### WORK INSTRUCTIONS
Copy the entries below, swapping "agricultural scouting" for "garden survey" and leaving every other word as it is.

Entries from a point labeling set
· · · · ·

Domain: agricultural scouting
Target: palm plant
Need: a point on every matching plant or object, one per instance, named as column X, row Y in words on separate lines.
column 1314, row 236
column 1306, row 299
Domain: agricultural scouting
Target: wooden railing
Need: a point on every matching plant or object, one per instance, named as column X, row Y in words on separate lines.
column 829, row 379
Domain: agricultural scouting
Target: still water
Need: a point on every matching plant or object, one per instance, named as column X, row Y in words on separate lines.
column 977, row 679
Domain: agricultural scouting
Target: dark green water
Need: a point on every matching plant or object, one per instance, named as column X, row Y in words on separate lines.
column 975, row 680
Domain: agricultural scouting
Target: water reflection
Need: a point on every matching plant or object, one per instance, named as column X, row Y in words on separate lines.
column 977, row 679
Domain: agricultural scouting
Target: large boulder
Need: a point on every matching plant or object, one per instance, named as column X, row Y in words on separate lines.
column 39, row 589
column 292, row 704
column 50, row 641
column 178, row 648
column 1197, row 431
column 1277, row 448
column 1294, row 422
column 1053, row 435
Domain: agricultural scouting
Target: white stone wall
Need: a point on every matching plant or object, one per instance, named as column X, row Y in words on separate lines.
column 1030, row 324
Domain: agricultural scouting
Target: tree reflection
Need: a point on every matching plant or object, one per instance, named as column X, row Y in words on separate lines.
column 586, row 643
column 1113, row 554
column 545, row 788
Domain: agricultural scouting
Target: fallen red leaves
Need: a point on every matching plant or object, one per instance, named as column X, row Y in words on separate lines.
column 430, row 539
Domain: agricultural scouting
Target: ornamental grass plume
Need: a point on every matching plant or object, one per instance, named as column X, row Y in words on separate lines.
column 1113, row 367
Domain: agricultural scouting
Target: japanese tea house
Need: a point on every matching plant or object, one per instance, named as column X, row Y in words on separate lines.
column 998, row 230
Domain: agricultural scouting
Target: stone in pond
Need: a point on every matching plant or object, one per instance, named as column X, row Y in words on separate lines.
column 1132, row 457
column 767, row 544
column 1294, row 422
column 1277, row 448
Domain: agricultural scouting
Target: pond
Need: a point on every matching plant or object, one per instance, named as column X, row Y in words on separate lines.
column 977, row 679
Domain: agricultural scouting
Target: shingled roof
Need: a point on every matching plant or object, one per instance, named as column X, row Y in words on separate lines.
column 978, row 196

· · · · ·

### FULL ANSWER
Domain: garden survey
Target: palm plant
Need: a point on every matching plant or object, one per instance, named as column X, row Y in words on separate lines.
column 1314, row 236
column 1306, row 299
Domain: garden survey
Target: wooden railing
Need: a point on every matching plant or object, one per instance, named as column X, row Y in words on separate lines.
column 829, row 379
Domain: garden survey
Target: still water
Need: a point on every matching plant or object, one per instance, named as column X, row Y in words on separate lines.
column 977, row 679
Domain: garden survey
Target: dark green water
Need: a point on every matching plant or object, one per instance, named as column X, row Y in words on separate lines.
column 975, row 680
Domain: garden survey
Target: water reflection
Need: a point on every matching plant or object, one per instance, named as column X, row Y in words on separate lines.
column 977, row 679
Domain: garden survey
Target: large boulder
Need: a point on every matching plant or object, one per instance, named as column X, row Y in words on separate lines.
column 39, row 589
column 292, row 704
column 50, row 641
column 178, row 648
column 1197, row 431
column 1277, row 448
column 1294, row 422
column 1053, row 435
Domain: garden survey
Target: white stone wall
Need: a point on every matching plant or object, one per instance, named as column X, row Y in words on separate lines.
column 1030, row 324
Domain: garden survey
Target: tree reflection
Need: a point on every matching plant or object, one per instance, named as column X, row Y in words on separate lines.
column 586, row 643
column 1113, row 554
column 545, row 788
Domain: garden survey
Target: fallen red leaves
Need: a point on every matching plant or object, one per instance, named as column X, row Y in words on separate lines.
column 430, row 539
Domain: garden survey
Target: ornamental grass plume
Need: a point on every matching plant or object, one per instance, named as column X, row Y in words on separate lines.
column 1113, row 367
Domain: garden survey
Target: japanese tea house
Need: a point on every matching plant or object, one per instance, named as column X, row Y in words on separate lines.
column 998, row 230
Domain: garden survey
Target: stone in pond
Need: a point on every matching plant or object, one per instance, named as column X, row Y in words on separate lines.
column 1132, row 457
column 767, row 544
column 1294, row 422
column 1277, row 448
Domain: garden survey
Target: pond
Need: a point on every matching plant or object, one per instance, named as column X, row Y in words on separate lines.
column 977, row 679
Domain: garden survey
Target: shingled roof
Need: a point on every matching plant or object, one per instance, named as column X, row Y in words on separate lines.
column 978, row 196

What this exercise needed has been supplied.